> EXERCISE AIM
Look through the listing below for lines containing the word "dark". State only their number.

> MATERIAL SHOWN
☆ ☆ ☆ ☆
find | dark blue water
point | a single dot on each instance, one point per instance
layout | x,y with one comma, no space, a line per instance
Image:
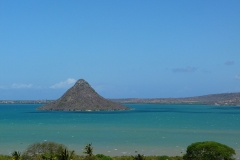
150,129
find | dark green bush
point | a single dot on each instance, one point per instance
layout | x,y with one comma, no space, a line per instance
43,150
209,151
103,157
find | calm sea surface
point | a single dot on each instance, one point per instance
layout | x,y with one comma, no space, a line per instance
149,129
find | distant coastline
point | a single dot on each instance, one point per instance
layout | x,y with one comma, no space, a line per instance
223,99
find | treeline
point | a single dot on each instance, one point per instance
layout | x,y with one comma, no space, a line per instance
208,150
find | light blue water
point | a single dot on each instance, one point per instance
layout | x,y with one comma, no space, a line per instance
150,129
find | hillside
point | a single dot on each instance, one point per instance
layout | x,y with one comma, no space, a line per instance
82,97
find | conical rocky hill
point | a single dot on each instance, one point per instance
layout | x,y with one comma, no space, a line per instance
82,97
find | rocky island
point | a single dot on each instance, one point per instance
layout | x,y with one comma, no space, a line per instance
82,97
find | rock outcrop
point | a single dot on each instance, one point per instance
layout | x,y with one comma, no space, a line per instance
82,97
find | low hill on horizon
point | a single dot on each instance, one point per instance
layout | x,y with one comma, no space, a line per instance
227,99
82,97
211,99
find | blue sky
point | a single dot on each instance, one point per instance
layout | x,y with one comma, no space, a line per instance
124,49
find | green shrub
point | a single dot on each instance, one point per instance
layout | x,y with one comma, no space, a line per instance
43,150
4,157
209,151
103,157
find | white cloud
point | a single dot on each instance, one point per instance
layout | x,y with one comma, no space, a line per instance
229,63
2,87
237,77
187,69
64,84
17,86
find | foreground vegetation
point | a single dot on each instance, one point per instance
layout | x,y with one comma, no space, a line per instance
53,151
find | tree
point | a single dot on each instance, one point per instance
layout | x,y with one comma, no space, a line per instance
16,155
88,150
66,155
138,157
209,150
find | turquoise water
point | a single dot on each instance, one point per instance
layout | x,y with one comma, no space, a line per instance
150,129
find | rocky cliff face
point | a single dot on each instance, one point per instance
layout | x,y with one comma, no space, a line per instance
82,97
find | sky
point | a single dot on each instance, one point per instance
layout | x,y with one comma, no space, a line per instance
122,48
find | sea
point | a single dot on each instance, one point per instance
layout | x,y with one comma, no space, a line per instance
149,129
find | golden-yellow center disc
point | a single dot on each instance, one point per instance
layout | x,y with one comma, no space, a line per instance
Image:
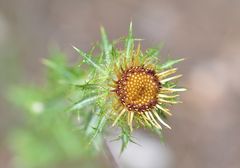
138,88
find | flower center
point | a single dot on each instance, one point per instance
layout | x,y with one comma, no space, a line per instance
138,89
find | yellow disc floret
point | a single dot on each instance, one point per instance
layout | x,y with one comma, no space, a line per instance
138,88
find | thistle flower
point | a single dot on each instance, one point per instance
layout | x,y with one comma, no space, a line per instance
129,88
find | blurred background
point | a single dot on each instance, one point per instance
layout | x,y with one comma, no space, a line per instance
205,32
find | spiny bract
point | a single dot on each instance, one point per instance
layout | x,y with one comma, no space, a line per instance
131,88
☆ ☆ ☆ ☆
> EXERCISE SOLUTION
2